February 29, 2008
moves forward on
KC Healthy Kids (www.kchealthykids.org) will become the umbrella group under which a food policy council may form, the result of a year-long set of monthly meetings between growers, distributors of food, public health workers, schools and other groups who have some association with food.
Mark Winne, author of Closing the Food Gap, founded one of the first food policy councils in Hartford, CN and now assists other cities in organizing their council. He recently gave a talk at the KC Library about his book, and worked with the local food group on their initiative.
Some people came to hear Winne because of their concern over children’s health. According to the Center for Disease Control (CDC), one in three children born in 2000 will develop diabetes. If they are Hispanic, the odds are one in two will develop the disease.
Because of increased number of child cases, the word “Adult” in Adult-Onset Diabetes has been dropped. Yet the disease can be easily avoided and reversed by lifestyle and diet changes, according to the CDC. One of those lifestyle changes is eating the right kinds of food.
Lisa Markley, who is with KC Food Circle and a registered dietician, has been attending the meetings since the inception.

◆ QUESTIONS ON THE MATERIAL ◆
1 – For each statement below, say yes or no according to the food policy council article, and quote the words from the text that decide it.
(a) Mark Winne founded one of the first food policy councils in Hartford.
(b) The CDC says one in two children born in 2000 will develop diabetes.
(c) Lisa Markley has attended the meetings since they began.
2 – Using the food policy council article, answer these questions.
(a) Where did Mark Winne recently give a talk about his book?
(b) What word has been dropped from the name Adult-Onset Diabetes?
(c) Over what span of time did the monthly meetings take place?

◆ DATA EXCERPTS ◆

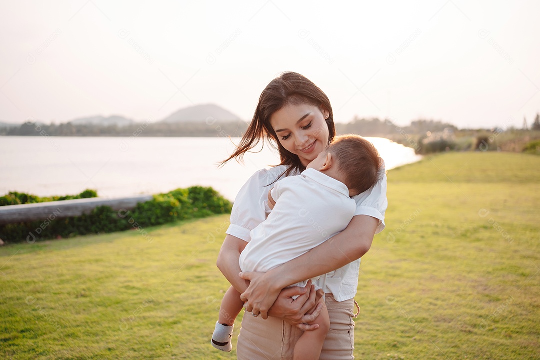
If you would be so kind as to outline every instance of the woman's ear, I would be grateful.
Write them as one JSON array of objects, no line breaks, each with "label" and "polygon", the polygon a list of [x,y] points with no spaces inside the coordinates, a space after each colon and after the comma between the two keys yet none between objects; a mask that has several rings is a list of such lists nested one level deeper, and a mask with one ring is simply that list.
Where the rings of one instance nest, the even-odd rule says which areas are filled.
[{"label": "woman's ear", "polygon": [[321,105],[319,106],[319,108],[321,109],[321,112],[322,113],[322,116],[325,118],[325,120],[327,120],[329,117],[330,117],[330,112],[326,110],[323,105]]},{"label": "woman's ear", "polygon": [[327,170],[329,170],[332,167],[332,164],[334,162],[332,159],[332,153],[328,153],[326,154],[326,159],[325,159],[325,162],[322,164],[322,166],[321,167],[321,169],[319,171],[326,171]]}]

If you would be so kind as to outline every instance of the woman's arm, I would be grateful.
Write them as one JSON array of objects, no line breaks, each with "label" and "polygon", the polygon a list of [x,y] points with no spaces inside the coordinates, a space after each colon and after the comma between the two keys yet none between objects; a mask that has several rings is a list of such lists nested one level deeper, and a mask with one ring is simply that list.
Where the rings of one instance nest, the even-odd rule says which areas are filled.
[{"label": "woman's arm", "polygon": [[245,291],[249,285],[249,281],[238,276],[242,271],[240,268],[240,254],[247,245],[246,241],[227,234],[218,255],[218,268],[240,294]]},{"label": "woman's arm", "polygon": [[282,289],[337,270],[363,256],[371,248],[379,221],[368,215],[355,216],[345,230],[303,255],[262,275],[241,274],[242,279],[251,281],[241,297],[248,301],[246,310],[267,318],[268,309]]},{"label": "woman's arm", "polygon": [[[244,240],[227,235],[221,246],[219,255],[218,255],[218,268],[229,282],[240,293],[245,291],[249,284],[249,281],[243,280],[238,276],[241,271],[239,264],[240,254],[247,245],[247,243]],[[295,287],[285,289],[282,293],[280,292],[281,290],[280,289],[280,291],[278,291],[277,301],[272,307],[272,315],[282,318],[303,331],[317,329],[319,327],[317,325],[307,325],[313,322],[322,310],[322,307],[319,306],[313,314],[306,315],[317,303],[321,295],[319,294],[318,296],[314,287],[311,286],[311,282],[308,283],[308,286],[306,288]],[[295,300],[293,299],[293,297],[295,295],[300,296]]]}]

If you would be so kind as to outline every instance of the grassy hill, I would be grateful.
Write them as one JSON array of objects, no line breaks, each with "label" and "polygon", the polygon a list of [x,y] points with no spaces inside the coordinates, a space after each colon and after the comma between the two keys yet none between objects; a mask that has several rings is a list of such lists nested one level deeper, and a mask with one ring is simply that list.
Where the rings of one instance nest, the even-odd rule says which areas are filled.
[{"label": "grassy hill", "polygon": [[[540,157],[504,153],[389,172],[387,228],[361,266],[357,357],[540,358],[539,179]],[[0,356],[235,358],[209,344],[228,225],[0,249]]]}]

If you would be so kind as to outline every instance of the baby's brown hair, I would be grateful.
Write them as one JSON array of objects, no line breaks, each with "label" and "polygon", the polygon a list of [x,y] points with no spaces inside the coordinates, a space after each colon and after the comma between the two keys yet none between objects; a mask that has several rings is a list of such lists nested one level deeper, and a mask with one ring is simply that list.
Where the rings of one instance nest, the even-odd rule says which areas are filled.
[{"label": "baby's brown hair", "polygon": [[358,135],[336,137],[328,149],[349,190],[361,194],[384,175],[382,159],[373,144]]}]

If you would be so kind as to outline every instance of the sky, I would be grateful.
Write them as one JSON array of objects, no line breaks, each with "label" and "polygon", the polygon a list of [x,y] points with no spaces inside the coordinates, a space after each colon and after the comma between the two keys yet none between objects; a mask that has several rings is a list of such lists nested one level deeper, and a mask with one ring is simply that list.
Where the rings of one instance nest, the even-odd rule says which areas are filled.
[{"label": "sky", "polygon": [[533,1],[4,1],[0,121],[159,121],[210,103],[249,121],[292,71],[339,123],[530,126],[538,14]]}]

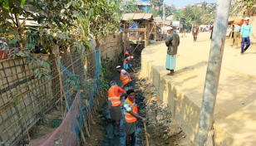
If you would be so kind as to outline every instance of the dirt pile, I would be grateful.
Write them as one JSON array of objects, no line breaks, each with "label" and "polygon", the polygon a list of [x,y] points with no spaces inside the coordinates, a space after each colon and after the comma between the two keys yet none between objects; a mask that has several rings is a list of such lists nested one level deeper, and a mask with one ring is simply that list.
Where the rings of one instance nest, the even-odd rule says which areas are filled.
[{"label": "dirt pile", "polygon": [[[143,100],[138,105],[140,109],[140,114],[145,116],[149,121],[147,133],[150,146],[193,145],[186,134],[172,117],[170,109],[159,99],[154,85],[146,79],[137,79],[135,89],[136,100]],[[145,145],[145,131],[140,131],[137,136],[141,139],[140,145]]]}]

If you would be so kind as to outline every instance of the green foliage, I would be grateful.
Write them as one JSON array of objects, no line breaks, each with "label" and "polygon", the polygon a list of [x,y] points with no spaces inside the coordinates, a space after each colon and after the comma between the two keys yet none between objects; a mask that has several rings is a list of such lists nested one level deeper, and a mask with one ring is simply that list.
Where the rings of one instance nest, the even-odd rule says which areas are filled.
[{"label": "green foliage", "polygon": [[74,90],[78,90],[79,88],[79,80],[77,80],[79,77],[78,75],[72,75],[70,78],[65,80],[65,83],[70,85]]},{"label": "green foliage", "polygon": [[128,1],[125,5],[122,6],[124,13],[133,13],[139,11],[138,5],[135,0]]},{"label": "green foliage", "polygon": [[[116,5],[107,0],[0,0],[0,38],[7,44],[6,52],[10,50],[13,59],[27,57],[27,64],[39,67],[32,66],[37,78],[47,75],[49,65],[32,56],[36,47],[47,54],[56,45],[62,51],[83,52],[90,48],[88,36],[115,34],[120,27]],[[37,29],[25,27],[28,18],[37,22]]]}]

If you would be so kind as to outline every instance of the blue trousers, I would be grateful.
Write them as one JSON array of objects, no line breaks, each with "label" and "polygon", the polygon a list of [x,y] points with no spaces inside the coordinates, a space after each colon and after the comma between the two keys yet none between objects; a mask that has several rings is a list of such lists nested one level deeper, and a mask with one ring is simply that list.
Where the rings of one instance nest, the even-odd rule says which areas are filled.
[{"label": "blue trousers", "polygon": [[[245,48],[244,48],[244,43],[246,43]],[[251,45],[250,37],[242,37],[241,53],[243,54],[244,51],[245,51],[250,45]]]}]

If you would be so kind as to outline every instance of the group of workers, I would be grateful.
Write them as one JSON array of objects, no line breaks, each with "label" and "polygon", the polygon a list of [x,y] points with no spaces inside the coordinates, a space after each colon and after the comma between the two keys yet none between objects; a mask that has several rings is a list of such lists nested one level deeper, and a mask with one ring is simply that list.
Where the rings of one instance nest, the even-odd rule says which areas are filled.
[{"label": "group of workers", "polygon": [[[126,60],[124,61],[124,68],[130,69],[131,67],[130,61],[133,56],[130,54],[131,47],[127,49],[126,52]],[[135,93],[132,89],[131,78],[125,69],[121,66],[116,66],[116,70],[121,76],[122,86],[119,87],[116,81],[111,82],[111,87],[108,90],[108,108],[110,109],[111,116],[113,121],[113,133],[115,137],[120,136],[120,123],[123,119],[121,112],[121,100],[125,96],[123,103],[125,120],[124,125],[126,129],[126,145],[132,146],[135,144],[135,132],[138,127],[137,119],[142,119],[143,122],[147,122],[147,119],[140,116],[137,112],[137,105],[135,102]],[[121,93],[122,94],[121,95]]]}]

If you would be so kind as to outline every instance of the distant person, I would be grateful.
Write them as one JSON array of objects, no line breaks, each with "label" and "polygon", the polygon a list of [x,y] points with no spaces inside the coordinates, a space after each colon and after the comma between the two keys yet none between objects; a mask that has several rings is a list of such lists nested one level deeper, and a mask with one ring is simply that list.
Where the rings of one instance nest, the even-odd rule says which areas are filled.
[{"label": "distant person", "polygon": [[131,50],[131,46],[127,48],[127,50],[126,51],[126,58],[131,56],[130,50]]},{"label": "distant person", "polygon": [[[241,32],[240,32],[241,55],[244,55],[244,52],[245,52],[248,50],[249,46],[251,45],[249,37],[250,33],[255,39],[255,36],[252,31],[252,26],[249,24],[249,17],[245,17],[244,18],[245,24],[244,24],[241,27]],[[244,43],[246,43],[245,48],[244,48]]]},{"label": "distant person", "polygon": [[233,44],[231,45],[231,47],[233,46],[237,46],[236,49],[239,48],[239,40],[240,38],[240,30],[241,27],[235,24],[234,25],[234,40],[233,40]]},{"label": "distant person", "polygon": [[176,54],[180,45],[180,36],[177,33],[173,32],[171,27],[167,27],[165,29],[168,33],[165,41],[165,45],[168,47],[165,68],[170,71],[167,75],[174,75],[176,68]]},{"label": "distant person", "polygon": [[192,35],[194,36],[194,42],[197,41],[197,36],[199,33],[199,28],[196,27],[196,25],[194,26],[194,28],[192,29]]},{"label": "distant person", "polygon": [[144,123],[147,122],[147,119],[138,114],[138,108],[135,104],[135,92],[134,90],[127,90],[126,94],[128,98],[124,102],[125,108],[125,121],[124,125],[126,132],[126,145],[135,145],[135,133],[137,130],[139,122],[137,119],[142,119]]},{"label": "distant person", "polygon": [[214,26],[213,26],[213,27],[212,27],[212,32],[211,32],[211,33],[210,33],[210,37],[209,37],[209,39],[212,39],[213,38],[213,32],[214,32]]},{"label": "distant person", "polygon": [[[115,121],[113,124],[114,135],[117,137],[120,133],[120,121],[123,119],[121,100],[126,95],[126,91],[117,86],[116,81],[111,81],[111,88],[108,90],[108,108],[110,109],[111,117]],[[122,93],[122,95],[120,95],[120,93]]]},{"label": "distant person", "polygon": [[213,29],[212,26],[209,26],[209,33],[212,32],[212,29]]}]

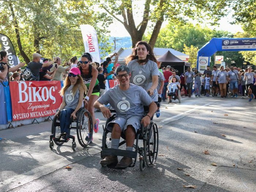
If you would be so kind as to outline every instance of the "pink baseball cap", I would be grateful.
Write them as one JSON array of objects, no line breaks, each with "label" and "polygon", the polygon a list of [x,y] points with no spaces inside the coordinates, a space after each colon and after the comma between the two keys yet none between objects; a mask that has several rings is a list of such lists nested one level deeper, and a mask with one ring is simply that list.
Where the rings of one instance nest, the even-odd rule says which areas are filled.
[{"label": "pink baseball cap", "polygon": [[70,73],[73,73],[74,75],[77,75],[78,74],[81,74],[80,70],[77,67],[73,67],[71,68],[68,72]]}]

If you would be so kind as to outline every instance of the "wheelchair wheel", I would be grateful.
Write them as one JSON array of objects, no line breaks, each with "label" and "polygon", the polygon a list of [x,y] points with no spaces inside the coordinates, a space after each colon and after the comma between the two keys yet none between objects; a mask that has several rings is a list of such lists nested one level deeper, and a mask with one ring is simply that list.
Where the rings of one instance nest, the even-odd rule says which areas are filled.
[{"label": "wheelchair wheel", "polygon": [[[61,137],[60,133],[60,121],[58,119],[57,116],[54,116],[52,124],[52,134],[54,134],[54,138],[60,139]],[[53,139],[53,141],[54,143],[58,146],[60,146],[63,145],[64,143],[63,142],[58,142],[56,141],[54,139]]]},{"label": "wheelchair wheel", "polygon": [[150,167],[155,163],[158,151],[158,131],[157,124],[150,123],[146,132],[144,140],[144,155],[147,165]]},{"label": "wheelchair wheel", "polygon": [[180,103],[181,102],[181,93],[179,89],[178,89],[177,95],[178,95],[178,100],[179,100],[179,103]]},{"label": "wheelchair wheel", "polygon": [[91,143],[93,139],[93,119],[91,114],[84,108],[82,109],[78,113],[77,119],[76,134],[78,140],[80,145],[85,147]]}]

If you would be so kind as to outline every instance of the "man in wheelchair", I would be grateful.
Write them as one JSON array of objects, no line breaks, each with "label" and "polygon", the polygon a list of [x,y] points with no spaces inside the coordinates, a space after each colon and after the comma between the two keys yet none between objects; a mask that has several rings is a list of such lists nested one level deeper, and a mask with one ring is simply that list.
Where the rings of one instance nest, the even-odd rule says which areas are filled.
[{"label": "man in wheelchair", "polygon": [[[124,65],[118,66],[116,73],[119,84],[107,91],[94,103],[94,107],[100,110],[107,118],[111,116],[111,113],[104,104],[109,103],[116,111],[115,118],[107,126],[108,130],[112,132],[111,148],[118,149],[123,132],[125,135],[126,150],[132,151],[135,135],[141,124],[144,127],[150,124],[157,107],[145,90],[129,83],[131,74],[128,67]],[[146,116],[144,105],[149,107]],[[107,155],[100,163],[104,166],[116,164],[117,168],[124,168],[132,164],[132,159],[124,157],[119,163],[118,162],[117,156]]]},{"label": "man in wheelchair", "polygon": [[170,81],[167,85],[167,96],[176,99],[177,96],[177,91],[180,88],[180,84],[178,81],[177,78],[174,76]]}]

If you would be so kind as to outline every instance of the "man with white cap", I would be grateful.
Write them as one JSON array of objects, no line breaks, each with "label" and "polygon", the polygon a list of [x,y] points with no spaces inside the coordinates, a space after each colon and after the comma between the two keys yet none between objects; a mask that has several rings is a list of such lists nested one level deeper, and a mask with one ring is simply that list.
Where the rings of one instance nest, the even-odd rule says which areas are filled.
[{"label": "man with white cap", "polygon": [[27,64],[27,66],[30,69],[31,72],[37,78],[37,80],[39,81],[39,71],[42,67],[48,67],[53,64],[56,60],[56,58],[54,58],[53,61],[49,61],[44,64],[40,62],[40,59],[42,55],[35,53],[33,54],[33,61],[30,62]]}]

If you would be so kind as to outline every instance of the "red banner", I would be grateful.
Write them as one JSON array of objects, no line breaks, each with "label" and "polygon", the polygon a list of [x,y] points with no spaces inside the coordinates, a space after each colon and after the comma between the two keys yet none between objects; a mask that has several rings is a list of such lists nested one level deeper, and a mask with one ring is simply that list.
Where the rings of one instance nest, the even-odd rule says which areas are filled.
[{"label": "red banner", "polygon": [[53,115],[62,98],[58,81],[10,82],[12,120]]},{"label": "red banner", "polygon": [[109,80],[108,81],[109,88],[112,88],[112,87],[114,87],[116,85],[117,85],[119,84],[119,81],[117,80]]}]

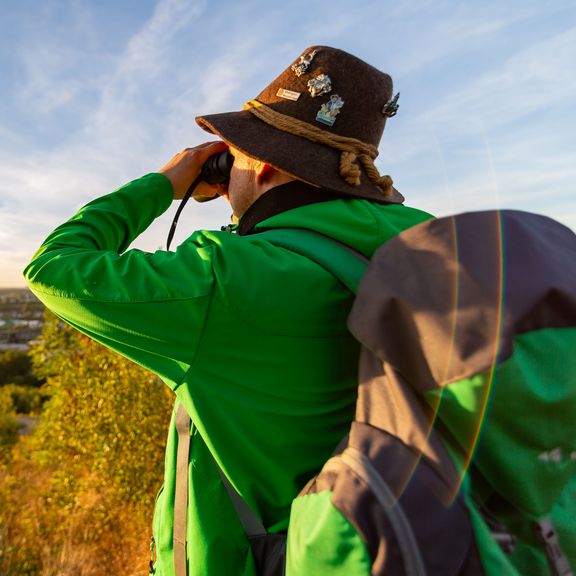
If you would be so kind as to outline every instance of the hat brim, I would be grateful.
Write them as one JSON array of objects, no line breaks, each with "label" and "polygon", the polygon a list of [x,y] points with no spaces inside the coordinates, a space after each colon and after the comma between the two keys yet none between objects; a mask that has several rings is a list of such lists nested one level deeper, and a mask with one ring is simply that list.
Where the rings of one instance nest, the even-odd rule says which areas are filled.
[{"label": "hat brim", "polygon": [[395,188],[390,196],[384,196],[364,172],[358,186],[348,184],[339,173],[338,150],[278,130],[247,110],[197,116],[196,122],[203,130],[219,136],[247,156],[313,186],[383,204],[404,202],[404,197]]}]

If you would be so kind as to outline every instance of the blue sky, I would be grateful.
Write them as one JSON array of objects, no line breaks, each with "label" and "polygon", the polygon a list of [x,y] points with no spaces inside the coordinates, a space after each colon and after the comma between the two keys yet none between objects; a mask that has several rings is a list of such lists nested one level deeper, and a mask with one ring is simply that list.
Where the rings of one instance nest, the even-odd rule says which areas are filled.
[{"label": "blue sky", "polygon": [[[576,229],[573,0],[0,0],[0,286],[96,196],[206,140],[307,46],[342,48],[401,92],[377,165],[407,204]],[[135,246],[165,245],[171,209]],[[191,203],[174,244],[229,222]]]}]

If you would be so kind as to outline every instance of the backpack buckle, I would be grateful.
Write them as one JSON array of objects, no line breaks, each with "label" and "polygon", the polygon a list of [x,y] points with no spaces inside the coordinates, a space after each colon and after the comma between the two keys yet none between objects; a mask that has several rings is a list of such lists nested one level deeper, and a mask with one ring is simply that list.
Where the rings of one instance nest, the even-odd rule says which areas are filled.
[{"label": "backpack buckle", "polygon": [[543,518],[534,522],[536,534],[542,540],[548,562],[554,576],[573,576],[568,559],[562,552],[558,534],[550,518]]}]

◆ RESULTS OF THE EXERCISE ◆
1 –
(a) Yes: "founded one of the first food policy councils in Hartford, CN"
(b) No: "one in three children born in 2000 will develop diabetes"
(c) Yes: "has been attending the meetings since the inception"

2 –
(a) At the KC Library.
(b) "Adult."
(c) Over a year.